* **YOUR ASSIGNMENT**
Take the listing below and print exactly the lines starting at the line containing "Target: pink flowering shrub" and ending at the line containing "white paper in this photo.", both ends included, and no others.

* **RECORD EXTRACTS**
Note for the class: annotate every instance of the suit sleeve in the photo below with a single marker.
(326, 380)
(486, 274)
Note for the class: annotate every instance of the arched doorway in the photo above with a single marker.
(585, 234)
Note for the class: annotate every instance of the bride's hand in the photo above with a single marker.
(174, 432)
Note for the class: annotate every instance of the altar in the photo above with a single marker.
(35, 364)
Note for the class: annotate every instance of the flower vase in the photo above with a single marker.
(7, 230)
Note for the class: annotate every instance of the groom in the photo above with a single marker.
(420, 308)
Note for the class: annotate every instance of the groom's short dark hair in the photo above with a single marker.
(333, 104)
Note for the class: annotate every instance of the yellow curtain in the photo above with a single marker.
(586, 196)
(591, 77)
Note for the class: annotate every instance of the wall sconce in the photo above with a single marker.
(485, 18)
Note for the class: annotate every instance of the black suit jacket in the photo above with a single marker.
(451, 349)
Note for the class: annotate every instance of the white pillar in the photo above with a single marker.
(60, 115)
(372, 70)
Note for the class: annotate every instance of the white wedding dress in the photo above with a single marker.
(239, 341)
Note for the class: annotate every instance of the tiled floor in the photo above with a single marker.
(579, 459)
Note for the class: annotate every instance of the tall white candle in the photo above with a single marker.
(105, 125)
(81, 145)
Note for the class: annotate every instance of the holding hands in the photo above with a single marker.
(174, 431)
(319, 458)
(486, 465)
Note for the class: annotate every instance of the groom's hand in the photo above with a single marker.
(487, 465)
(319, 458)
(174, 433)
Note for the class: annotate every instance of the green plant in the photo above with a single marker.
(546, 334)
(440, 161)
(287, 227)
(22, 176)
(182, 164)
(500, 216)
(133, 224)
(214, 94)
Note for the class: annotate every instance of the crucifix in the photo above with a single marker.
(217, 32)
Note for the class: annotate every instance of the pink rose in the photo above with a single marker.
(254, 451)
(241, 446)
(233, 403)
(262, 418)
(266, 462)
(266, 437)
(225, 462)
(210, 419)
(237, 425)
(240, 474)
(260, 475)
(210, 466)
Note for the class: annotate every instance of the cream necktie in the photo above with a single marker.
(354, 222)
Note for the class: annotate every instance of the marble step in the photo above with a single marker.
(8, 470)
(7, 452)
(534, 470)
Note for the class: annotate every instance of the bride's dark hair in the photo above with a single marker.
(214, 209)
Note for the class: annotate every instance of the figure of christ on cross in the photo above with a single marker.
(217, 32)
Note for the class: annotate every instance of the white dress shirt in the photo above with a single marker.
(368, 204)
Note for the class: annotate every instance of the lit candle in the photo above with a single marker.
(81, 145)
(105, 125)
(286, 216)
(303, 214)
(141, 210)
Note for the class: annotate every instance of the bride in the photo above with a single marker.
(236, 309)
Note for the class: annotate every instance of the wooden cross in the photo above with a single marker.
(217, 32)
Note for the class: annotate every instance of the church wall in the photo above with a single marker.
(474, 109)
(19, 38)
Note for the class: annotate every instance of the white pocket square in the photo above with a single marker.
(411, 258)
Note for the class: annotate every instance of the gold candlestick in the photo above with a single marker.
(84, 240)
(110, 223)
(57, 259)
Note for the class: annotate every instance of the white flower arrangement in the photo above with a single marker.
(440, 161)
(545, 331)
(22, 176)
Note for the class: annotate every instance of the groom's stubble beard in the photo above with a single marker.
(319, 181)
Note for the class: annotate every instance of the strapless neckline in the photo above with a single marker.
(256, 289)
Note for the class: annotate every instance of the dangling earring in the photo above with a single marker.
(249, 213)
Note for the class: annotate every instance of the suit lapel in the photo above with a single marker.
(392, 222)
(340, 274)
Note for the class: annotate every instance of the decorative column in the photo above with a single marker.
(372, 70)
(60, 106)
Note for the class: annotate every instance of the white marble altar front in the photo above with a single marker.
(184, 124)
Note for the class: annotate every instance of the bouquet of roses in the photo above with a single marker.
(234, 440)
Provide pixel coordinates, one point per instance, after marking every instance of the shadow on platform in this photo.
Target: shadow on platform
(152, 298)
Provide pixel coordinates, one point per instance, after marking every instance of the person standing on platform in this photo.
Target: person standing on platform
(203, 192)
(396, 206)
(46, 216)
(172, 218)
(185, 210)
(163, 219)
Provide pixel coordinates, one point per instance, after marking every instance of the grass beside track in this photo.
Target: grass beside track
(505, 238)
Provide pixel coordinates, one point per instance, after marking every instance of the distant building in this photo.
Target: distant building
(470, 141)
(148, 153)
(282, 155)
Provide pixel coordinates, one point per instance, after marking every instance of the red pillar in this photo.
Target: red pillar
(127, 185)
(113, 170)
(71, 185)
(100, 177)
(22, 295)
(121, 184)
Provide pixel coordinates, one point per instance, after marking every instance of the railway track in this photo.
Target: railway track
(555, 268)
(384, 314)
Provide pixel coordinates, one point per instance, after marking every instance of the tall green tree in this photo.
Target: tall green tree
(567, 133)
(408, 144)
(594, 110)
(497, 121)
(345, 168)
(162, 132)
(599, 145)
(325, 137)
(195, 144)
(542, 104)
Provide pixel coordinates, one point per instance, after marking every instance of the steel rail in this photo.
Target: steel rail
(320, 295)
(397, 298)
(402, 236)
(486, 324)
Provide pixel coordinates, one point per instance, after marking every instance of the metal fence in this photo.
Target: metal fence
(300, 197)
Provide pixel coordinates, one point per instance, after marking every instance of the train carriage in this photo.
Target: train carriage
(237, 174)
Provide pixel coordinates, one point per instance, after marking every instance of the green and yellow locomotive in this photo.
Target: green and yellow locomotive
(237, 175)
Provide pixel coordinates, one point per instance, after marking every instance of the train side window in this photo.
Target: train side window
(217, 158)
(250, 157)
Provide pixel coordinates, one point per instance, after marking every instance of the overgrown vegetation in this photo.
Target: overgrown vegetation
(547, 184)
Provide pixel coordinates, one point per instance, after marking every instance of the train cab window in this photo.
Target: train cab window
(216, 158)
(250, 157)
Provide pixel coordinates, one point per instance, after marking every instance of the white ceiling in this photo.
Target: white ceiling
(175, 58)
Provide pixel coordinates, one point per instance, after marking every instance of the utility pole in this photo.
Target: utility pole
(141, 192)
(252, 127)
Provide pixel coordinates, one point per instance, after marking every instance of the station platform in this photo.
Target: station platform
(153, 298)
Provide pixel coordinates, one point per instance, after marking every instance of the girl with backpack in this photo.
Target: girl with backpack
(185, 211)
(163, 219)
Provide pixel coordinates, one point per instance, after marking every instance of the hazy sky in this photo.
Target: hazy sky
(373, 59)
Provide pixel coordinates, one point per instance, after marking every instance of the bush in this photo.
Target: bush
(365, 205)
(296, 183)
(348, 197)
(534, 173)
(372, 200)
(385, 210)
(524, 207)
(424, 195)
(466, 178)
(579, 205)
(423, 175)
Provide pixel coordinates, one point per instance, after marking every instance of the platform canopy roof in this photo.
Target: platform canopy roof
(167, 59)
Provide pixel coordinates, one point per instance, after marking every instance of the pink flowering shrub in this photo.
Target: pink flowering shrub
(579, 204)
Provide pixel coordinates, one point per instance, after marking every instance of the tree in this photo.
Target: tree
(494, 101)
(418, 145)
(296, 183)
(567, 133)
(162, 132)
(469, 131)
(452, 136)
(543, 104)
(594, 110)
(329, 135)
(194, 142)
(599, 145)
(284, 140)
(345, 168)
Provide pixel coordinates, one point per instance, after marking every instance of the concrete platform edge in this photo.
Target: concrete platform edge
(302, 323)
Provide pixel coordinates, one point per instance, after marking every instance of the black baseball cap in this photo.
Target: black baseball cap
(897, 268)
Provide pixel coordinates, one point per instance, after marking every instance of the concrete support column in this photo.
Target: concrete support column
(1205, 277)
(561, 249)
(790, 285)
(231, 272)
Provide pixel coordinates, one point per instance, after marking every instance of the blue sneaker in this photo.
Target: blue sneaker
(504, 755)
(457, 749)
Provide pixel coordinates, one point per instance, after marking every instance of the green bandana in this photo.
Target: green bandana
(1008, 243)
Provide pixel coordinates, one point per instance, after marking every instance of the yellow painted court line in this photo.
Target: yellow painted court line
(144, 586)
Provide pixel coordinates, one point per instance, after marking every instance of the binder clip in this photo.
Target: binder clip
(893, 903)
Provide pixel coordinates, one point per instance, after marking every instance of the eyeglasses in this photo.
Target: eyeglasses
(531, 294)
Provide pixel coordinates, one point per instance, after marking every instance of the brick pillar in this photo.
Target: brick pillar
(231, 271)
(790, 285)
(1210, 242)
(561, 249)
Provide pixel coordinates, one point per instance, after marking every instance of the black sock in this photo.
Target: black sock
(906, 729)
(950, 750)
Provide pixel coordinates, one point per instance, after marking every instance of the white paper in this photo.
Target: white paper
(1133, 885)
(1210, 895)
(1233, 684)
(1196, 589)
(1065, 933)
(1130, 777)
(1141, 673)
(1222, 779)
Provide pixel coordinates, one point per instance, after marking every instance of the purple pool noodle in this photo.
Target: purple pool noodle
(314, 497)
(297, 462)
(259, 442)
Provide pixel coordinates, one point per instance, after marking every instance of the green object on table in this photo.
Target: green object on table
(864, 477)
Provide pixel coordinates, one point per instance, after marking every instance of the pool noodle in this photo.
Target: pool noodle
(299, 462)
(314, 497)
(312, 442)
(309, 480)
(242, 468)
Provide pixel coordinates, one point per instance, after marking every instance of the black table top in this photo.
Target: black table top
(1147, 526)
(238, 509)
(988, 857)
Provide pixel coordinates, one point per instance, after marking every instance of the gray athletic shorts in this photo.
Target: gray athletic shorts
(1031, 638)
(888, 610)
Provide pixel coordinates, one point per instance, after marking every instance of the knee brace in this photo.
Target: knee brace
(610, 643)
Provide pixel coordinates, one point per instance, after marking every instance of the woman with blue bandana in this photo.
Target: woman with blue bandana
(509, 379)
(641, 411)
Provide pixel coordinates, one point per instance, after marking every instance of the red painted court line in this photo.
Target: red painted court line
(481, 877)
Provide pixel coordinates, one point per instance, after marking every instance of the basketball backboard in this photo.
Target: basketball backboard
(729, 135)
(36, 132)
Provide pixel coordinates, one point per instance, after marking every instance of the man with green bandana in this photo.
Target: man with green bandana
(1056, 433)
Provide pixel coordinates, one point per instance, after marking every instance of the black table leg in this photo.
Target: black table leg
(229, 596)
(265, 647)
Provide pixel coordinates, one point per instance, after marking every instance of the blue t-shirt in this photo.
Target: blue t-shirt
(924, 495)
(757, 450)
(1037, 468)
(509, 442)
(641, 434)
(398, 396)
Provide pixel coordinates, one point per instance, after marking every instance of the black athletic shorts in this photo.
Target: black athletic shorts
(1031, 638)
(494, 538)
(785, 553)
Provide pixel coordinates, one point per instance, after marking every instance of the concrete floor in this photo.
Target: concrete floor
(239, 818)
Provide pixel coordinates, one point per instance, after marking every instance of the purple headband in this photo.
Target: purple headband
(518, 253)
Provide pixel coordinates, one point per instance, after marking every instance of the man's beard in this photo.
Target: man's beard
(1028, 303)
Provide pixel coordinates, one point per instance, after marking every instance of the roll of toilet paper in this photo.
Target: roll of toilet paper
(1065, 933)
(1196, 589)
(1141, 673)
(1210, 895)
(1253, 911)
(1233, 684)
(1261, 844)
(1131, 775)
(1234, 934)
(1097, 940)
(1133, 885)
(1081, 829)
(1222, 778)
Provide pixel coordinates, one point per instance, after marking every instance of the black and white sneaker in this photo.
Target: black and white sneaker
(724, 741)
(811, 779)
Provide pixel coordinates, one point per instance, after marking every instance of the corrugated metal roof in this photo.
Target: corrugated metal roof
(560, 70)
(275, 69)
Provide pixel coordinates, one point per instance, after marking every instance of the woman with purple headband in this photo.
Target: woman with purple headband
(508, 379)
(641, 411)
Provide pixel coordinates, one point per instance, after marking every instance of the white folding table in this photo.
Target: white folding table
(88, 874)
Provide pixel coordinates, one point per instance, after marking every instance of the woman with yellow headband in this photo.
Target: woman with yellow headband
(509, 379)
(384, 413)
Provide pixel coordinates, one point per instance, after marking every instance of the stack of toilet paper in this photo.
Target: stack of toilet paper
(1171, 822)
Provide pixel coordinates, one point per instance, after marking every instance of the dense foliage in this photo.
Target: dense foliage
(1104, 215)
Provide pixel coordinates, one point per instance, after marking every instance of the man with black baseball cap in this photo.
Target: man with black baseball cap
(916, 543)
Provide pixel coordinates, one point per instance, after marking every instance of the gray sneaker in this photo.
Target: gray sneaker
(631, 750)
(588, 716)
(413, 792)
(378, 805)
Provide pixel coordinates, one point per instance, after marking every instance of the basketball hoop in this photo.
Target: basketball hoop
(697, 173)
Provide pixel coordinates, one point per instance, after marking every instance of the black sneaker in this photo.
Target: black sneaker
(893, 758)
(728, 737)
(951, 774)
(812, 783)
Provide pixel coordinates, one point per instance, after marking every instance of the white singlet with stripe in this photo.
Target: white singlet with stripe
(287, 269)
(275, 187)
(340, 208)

* **ANSWER SPACE**
Target: pink flowering shrub
(579, 204)
Provide pixel coordinates, one point per instance, after marking every instance of the tree in this photo.
Target: tree
(494, 101)
(418, 145)
(296, 183)
(567, 133)
(162, 132)
(469, 131)
(452, 136)
(543, 104)
(594, 110)
(329, 135)
(194, 142)
(599, 145)
(284, 140)
(345, 168)
Provide pixel coordinates, one point per instance, after marking every instance of the concrete platform edge in this photo.
Target: concrete platform edge
(302, 323)
Provide pixel coordinates, one point per instance, after marking every instance of the black baseball cap in this photo.
Target: black baseball cap
(897, 268)
Provide pixel coordinates, one point per instance, after marking every instance of the concrete support column in this photo.
Target: concrete support column
(1205, 277)
(561, 249)
(790, 285)
(231, 272)
Provide pixel coordinates, one point per instance, after marking every instance of the blue sneaker in this photo.
Target: blue sneaker
(504, 755)
(457, 749)
Provide pixel coordinates, one point per instance, after marking every instance of the green bandana in this photo.
Target: green bandana
(1008, 243)
Provide pixel coordinates, one point per instance, after marking every instance of the yellow painted court line in this photo.
Target: yellow painted court line
(144, 586)
Provide pixel coordinates, one point per instance, after marking every instance of the binder clip in this photo.
Target: binder clip
(893, 903)
Provide pixel coordinates, one point per instance, after marking every instance of the eyeglasses in this photo.
Target: eyeglasses
(531, 294)
Provide pixel coordinates, one point per instance, after marking every instance of the brick pillar in this photo.
Target: brick pillar
(231, 271)
(790, 285)
(1210, 242)
(561, 249)
Provide pixel coordinates, one point per instance, after marking every instance of the black sock in this photo.
Target: black sock
(906, 729)
(950, 750)
Provide pixel coordinates, one point per instance, after marking every instance of the white paper in this photo.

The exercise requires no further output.